▸ **HOW TO COMPLETE THIS TASK**
Filter the listing below down to the lines with the word "detection" and copy those.

▸ **LISTED RECORDS**
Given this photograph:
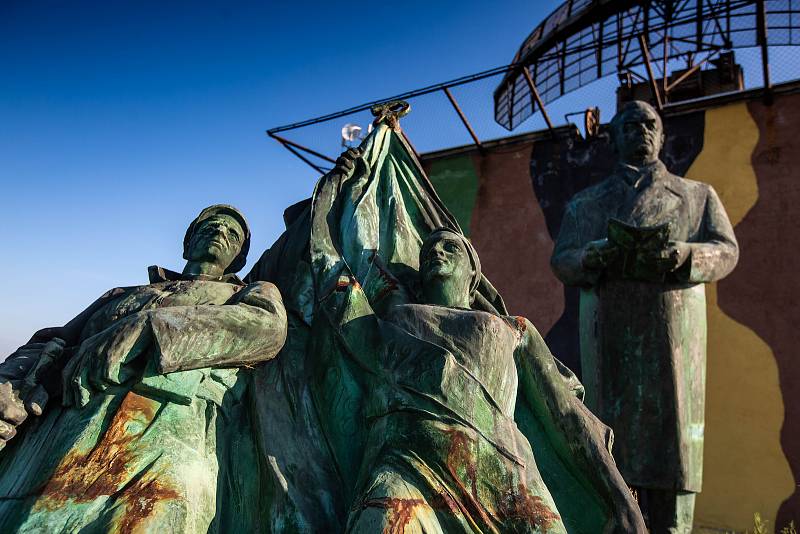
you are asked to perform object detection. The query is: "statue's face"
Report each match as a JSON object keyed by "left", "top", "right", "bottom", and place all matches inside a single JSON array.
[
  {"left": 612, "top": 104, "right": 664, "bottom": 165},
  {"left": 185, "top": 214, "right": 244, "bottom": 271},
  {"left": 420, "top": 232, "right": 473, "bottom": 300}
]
...
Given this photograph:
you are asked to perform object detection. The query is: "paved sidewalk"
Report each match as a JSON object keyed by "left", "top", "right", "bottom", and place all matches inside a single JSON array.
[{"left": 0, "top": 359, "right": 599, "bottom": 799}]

▸ **RESPONSE**
you are asked to perform object detection. The query is: "statue's face"
you are asked to perform object detection. The query is: "paved sidewalk"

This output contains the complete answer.